§ **Problem to work on**: From the entries that follow, list every line in which the string "left" appears.

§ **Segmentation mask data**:
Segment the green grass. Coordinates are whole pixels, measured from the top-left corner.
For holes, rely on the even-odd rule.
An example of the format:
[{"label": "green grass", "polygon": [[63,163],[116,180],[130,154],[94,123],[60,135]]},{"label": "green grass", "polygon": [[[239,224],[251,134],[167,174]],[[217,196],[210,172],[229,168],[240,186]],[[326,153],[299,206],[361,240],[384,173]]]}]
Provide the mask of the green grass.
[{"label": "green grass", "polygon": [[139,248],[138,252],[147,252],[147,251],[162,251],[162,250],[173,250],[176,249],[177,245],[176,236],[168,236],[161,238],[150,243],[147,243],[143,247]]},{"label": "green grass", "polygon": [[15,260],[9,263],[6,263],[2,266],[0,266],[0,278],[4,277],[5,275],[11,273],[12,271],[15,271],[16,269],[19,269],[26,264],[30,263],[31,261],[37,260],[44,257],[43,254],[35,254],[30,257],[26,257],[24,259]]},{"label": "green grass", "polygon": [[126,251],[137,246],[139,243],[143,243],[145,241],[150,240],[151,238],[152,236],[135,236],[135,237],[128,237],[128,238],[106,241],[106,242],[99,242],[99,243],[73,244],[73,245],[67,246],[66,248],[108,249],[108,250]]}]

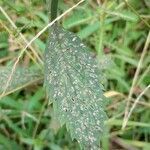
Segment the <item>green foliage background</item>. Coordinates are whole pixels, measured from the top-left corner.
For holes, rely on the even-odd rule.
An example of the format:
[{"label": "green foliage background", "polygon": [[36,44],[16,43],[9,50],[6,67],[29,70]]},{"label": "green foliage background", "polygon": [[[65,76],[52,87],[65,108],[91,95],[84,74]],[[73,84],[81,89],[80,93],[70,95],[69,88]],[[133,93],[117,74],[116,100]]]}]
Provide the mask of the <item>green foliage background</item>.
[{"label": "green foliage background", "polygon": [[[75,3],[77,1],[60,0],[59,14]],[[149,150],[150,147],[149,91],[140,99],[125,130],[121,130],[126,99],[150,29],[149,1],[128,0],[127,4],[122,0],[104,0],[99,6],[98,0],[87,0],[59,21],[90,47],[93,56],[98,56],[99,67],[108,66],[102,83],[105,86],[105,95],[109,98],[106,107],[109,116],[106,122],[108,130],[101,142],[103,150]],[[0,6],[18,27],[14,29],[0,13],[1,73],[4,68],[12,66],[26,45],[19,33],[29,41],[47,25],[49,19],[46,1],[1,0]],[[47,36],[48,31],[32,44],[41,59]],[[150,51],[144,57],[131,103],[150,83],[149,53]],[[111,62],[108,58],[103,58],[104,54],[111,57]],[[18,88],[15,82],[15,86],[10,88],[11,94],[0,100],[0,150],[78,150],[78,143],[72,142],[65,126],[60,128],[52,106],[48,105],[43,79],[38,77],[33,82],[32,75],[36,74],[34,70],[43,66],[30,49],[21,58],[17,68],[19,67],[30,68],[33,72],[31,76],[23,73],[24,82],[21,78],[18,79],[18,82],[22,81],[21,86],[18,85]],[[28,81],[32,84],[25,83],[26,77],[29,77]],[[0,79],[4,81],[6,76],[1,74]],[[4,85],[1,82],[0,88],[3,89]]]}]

§ **Written reply**:
Segment the green grass. Coordinates are whole pixels, measured from the top-left corner.
Segment the <item>green foliage background</item>. Coordinates are whole pixels, measured from the top-left corner.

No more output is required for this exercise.